■ Written task: In this exercise, reproduce all the entries that follow exactly.

(Items from a data source)
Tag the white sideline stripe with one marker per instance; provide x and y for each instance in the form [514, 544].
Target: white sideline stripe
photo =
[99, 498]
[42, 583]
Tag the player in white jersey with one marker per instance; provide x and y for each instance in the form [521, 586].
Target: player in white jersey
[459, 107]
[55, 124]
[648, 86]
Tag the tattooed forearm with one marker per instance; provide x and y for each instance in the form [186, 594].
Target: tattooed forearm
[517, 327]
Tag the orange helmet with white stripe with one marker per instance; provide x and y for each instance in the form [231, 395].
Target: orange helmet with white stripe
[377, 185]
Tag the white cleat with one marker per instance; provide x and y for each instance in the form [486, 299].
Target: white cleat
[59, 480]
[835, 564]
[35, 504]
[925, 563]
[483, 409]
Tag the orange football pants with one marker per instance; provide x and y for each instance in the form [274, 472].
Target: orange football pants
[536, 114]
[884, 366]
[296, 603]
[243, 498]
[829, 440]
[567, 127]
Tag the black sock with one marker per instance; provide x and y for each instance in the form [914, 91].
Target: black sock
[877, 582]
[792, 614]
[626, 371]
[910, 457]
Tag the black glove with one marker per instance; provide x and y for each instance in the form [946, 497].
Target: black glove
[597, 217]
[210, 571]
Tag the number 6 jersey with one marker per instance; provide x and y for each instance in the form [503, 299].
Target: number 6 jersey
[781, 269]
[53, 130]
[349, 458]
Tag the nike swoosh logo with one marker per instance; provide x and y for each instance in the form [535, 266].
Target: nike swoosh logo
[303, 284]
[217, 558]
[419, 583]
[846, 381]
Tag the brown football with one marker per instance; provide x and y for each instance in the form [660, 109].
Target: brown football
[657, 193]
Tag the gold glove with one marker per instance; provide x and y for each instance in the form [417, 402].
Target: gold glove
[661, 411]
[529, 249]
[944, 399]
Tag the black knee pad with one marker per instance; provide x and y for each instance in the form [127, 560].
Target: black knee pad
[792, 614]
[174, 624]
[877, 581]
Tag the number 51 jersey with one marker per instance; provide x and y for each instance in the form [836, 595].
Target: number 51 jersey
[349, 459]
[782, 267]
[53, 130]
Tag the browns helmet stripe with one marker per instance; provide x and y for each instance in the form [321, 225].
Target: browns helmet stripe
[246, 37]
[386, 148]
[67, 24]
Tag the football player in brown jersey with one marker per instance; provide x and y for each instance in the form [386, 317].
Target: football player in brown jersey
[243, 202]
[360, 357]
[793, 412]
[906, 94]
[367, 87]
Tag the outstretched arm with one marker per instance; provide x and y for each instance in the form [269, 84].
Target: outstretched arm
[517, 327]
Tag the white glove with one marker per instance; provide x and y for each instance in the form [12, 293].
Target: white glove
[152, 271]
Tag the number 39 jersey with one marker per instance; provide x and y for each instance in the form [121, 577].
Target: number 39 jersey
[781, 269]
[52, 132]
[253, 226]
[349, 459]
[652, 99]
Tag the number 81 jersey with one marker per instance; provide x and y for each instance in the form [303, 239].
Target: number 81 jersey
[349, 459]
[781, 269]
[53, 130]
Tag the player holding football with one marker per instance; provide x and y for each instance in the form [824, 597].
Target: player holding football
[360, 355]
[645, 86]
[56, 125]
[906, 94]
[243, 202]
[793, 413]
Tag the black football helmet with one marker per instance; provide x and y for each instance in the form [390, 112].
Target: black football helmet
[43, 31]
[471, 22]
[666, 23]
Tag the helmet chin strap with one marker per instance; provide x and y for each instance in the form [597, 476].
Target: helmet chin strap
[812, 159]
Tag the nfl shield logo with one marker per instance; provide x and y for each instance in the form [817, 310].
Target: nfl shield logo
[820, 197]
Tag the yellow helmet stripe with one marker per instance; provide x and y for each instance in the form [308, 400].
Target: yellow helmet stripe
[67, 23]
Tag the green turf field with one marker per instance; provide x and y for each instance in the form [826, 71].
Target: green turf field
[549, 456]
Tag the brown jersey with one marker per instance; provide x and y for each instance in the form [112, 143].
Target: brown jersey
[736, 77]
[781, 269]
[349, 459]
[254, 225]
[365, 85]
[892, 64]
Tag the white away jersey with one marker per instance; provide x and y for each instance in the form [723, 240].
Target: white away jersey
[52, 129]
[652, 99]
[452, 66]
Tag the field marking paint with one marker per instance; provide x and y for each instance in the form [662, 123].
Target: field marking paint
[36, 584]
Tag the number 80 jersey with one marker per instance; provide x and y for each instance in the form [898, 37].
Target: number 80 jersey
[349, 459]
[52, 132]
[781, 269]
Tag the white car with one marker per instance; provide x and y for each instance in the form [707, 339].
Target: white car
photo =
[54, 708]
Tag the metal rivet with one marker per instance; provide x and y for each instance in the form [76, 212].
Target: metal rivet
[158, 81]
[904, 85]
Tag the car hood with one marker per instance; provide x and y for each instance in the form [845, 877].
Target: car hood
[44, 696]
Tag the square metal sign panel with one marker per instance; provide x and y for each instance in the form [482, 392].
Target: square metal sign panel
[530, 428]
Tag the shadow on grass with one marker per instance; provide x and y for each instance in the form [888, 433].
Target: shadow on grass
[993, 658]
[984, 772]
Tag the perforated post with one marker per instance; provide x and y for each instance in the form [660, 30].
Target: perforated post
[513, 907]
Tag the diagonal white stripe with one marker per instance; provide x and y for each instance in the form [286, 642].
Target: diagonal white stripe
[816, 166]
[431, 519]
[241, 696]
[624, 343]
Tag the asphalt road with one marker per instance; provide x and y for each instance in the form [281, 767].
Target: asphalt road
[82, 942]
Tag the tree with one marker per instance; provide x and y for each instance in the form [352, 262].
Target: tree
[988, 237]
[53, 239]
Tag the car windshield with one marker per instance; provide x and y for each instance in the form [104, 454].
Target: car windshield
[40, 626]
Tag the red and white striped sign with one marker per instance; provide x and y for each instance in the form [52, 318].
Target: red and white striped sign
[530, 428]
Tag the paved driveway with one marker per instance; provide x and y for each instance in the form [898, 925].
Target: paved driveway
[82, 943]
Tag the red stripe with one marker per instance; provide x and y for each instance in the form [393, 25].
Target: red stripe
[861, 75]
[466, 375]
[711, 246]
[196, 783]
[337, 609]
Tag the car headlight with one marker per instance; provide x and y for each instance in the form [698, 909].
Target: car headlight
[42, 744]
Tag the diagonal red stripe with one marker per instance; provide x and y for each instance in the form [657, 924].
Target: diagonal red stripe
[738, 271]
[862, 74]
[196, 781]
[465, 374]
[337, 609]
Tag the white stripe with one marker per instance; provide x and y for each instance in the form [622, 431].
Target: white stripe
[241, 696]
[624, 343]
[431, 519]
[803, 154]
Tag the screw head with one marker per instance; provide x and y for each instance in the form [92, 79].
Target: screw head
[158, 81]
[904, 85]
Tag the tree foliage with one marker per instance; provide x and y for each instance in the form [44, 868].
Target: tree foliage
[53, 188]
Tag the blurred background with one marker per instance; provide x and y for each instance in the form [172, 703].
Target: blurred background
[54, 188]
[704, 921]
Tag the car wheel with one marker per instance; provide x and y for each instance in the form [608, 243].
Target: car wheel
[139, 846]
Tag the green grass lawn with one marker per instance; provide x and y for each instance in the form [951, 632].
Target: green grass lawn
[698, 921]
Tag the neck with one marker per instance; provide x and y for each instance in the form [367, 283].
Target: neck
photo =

■ Problem solution:
Tag the white sideline stripe with one marker per instance; provide x and y for each instance in the form [514, 544].
Target: white sideline stripe
photo =
[99, 498]
[42, 583]
Tag the player in white jersey with one marker per instance; provide x and y for each instance in the form [521, 586].
Target: player in white jersey
[459, 107]
[55, 124]
[648, 86]
Tag the tattooed forearm with one marker per instance; provide x and y for each instance in the form [186, 594].
Target: tattooed forearm
[517, 327]
Tag the orange helmet with white stripe with one marker per instance; provide x and y for each instance in the form [231, 395].
Target: orange helmet with white stripe
[377, 185]
Tag the white cleat with one marker per instance; provide x and y for each instance in the form [486, 299].
Target: white cleat
[59, 480]
[835, 564]
[35, 504]
[925, 563]
[483, 409]
Tag the orange football pants with one marker per instance; provide x and y for each instance in the form [274, 472].
Target: orange football pants
[536, 114]
[884, 366]
[296, 603]
[243, 498]
[829, 440]
[567, 127]
Tag the black sock with one marker per instance; provide x and y for each instance in the form [914, 91].
Target: black sock
[877, 582]
[792, 614]
[626, 371]
[910, 457]
Tag the black glove with one marker per instance; provide x and y for each instance in the form [946, 497].
Target: black glove
[597, 217]
[210, 571]
Tag the number 6 jersey with one marker per instance; provide x and y for each instance in the form [503, 299].
Target: number 6 jersey
[781, 269]
[53, 130]
[349, 458]
Tag the nike swoosh logo with one marker per instance; provide x and y for each instance in the form [535, 266].
Target: nike swoosh logo
[303, 284]
[217, 558]
[419, 583]
[846, 381]
Tag the brown football with one marker per instance; provide x and y for each instance in the form [660, 109].
Target: brown football
[657, 193]
Tag the gold glove with one marker per instance; provide x and y for each instance in the form [417, 402].
Target: gold glove
[661, 411]
[529, 249]
[944, 399]
Tag the black knee pad with one marker per instance; provide x and y for each instance in the form [127, 560].
Target: black knee pad
[792, 614]
[174, 624]
[877, 581]
Tag the number 51 jersey with one marker per instance; provide x and y for each instance in the form [836, 595].
Target: number 51 jersey
[349, 459]
[782, 267]
[53, 130]
Tag the browns helmet stripe with one marker per instance; provide x and y for each instance in the form [321, 225].
Target: browns helmet stripe
[246, 37]
[386, 148]
[67, 24]
Tag the football player in brown jersey with one marker per instance; provide x and y for each instance in the form [386, 317].
Target: football player in brown jersey
[243, 202]
[360, 357]
[793, 412]
[906, 94]
[367, 87]
Tag the outstretched arm with one marker per instance; provide x and y for each instance in the form [269, 84].
Target: outstretched arm
[517, 327]
Tag the white glove with one marker per instance; provide x and y for each instance in the form [12, 293].
Target: white glove
[152, 271]
Tag the number 39 jersey with one marker per instance; provide x and y for each instance in the form [121, 577].
Target: number 39 jersey
[781, 269]
[52, 132]
[253, 226]
[349, 459]
[652, 99]
Tag the number 81 jersey with one marker per instance; provide x and y for each instance in the form [303, 239].
Target: number 81 jersey
[349, 459]
[781, 269]
[53, 130]
Tag the player holding football with one marker per instance; provide x and y for each instance in the form [824, 597].
Target: player holding football
[360, 355]
[645, 86]
[56, 125]
[906, 94]
[243, 202]
[793, 413]
Tag the black football helmet with one marker per instance; provide x and y for each instance in the form [390, 112].
Target: black football helmet
[43, 31]
[471, 22]
[666, 23]
Tag the helmet chin strap with one marker per instance; provide x and y for each instance in the form [597, 476].
Target: helmet chin strap
[812, 159]
Tag the nfl shield logo with one marker per instance; provide x and y for each instance in the form [817, 310].
Target: nfl shield logo
[820, 197]
Tag the yellow helmet stripe with one marker per instance; provide x and y for each instance in the form [308, 400].
Target: yellow helmet stripe
[67, 23]
Tag the green turf field with one marker per instance; provide x and y for each instance in the form [826, 71].
Target: green turf field
[549, 456]
Tag the brown jersey with one marker per instance; provide x and y for each instance in the form [112, 143].
Target: brown jersey
[736, 77]
[781, 269]
[349, 459]
[254, 225]
[365, 85]
[892, 64]
Tag the white away jersey with one marker per instance; provide x and y for each instance in the form [723, 240].
Target: white away jersey
[52, 129]
[652, 99]
[452, 66]
Tag the field marking paint with one marker per instance; provide x and y for each instance in the form [662, 123].
Target: field marking paint
[36, 584]
Tag the number 80 jersey with one marker per instance; provide x and y for each instance in the form [898, 37].
Target: number 80 jersey
[349, 459]
[52, 132]
[781, 269]
Tag the white car with one marker per instance; provide x and y for each instance in the form [707, 339].
Target: white car
photo =
[54, 708]
Tag the metal rivet with one marker per instance; provide x and y for each instance in the form [76, 212].
Target: metal rivet
[158, 81]
[904, 85]
Tag the car hood with one marker per instance; provide x and y for each instance in the form [845, 877].
Target: car hood
[44, 696]
Tag the square metal sign panel with one marker per instance; provide x and y for each instance in the form [482, 392].
Target: square metal sign panel
[530, 428]
Tag the shadow on grass with one marker per instance; provide x and y for each instance in the form [888, 433].
Target: shadow on grass
[993, 658]
[984, 772]
Tag the perforated post with one marker per instance; provide x and y for each instance in the form [660, 30].
Target: perforated post
[513, 907]
Tag the diagonal white stripe with one marker per instance; provide x and y for each instance in the form [286, 642].
Target: diagonal white stripe
[816, 166]
[431, 519]
[241, 696]
[624, 343]
Tag the asphalt road with one marker per instance; provide x and y for each instance in the form [281, 767].
Target: asphalt road
[82, 942]
Tag the tree with one marker per instance; provide x and y for each instance in the form [352, 262].
Target: tree
[988, 237]
[53, 239]
Tag the car windshield with one marker per instance; provide x and y for each instance in the form [104, 454].
Target: car windshield
[40, 626]
Tag the red and white striped sign with one marker per instance; provide x and y for each instance in the form [52, 318].
Target: red and white striped sign
[530, 428]
Tag the paved driveway with one marker per instance; provide x and y for each instance in the form [898, 925].
Target: paved driveway
[82, 943]
Tag the red stripe with one marker per instance; provide x and y for each instance in the form [393, 25].
Target: red stripe
[861, 75]
[466, 375]
[711, 246]
[196, 783]
[337, 609]
Tag the car headlight with one marker per instance; provide x and y for each instance in the form [698, 909].
Target: car headlight
[42, 744]
Tag the diagonal red stripe with one marker per instance; provide x and y for each instance in the form [657, 924].
Target: diagonal red stripe
[738, 271]
[862, 74]
[196, 781]
[465, 374]
[337, 609]
Tag the white stripe with one marker per instance; provide x and y for each instance in the form [622, 431].
Target: white stripe
[241, 696]
[624, 343]
[431, 519]
[803, 154]
Tag the screw head with one marker per instance; provide x and y for each instance in the form [92, 79].
Target: screw head
[158, 81]
[904, 85]
Tag the tree foliage with one marker per instance; provide x and y for each instance in the form [44, 868].
Target: tree foliage
[53, 188]
Tag the blurred background with one marker per instance; provide x and y for each instance in the form [172, 703].
Target: blurred background
[54, 188]
[704, 921]
Tag the car wheel with one marker per instance; provide x and y for each instance in the form [608, 243].
Target: car wheel
[139, 846]
Tag the green grass lawn with one marker per instance; provide x and y for each instance in the form [951, 632].
Target: green grass lawn
[698, 921]
Tag the neck with one marker per instance; provide x and y for each instance in the form [367, 283].
Target: neck
photo =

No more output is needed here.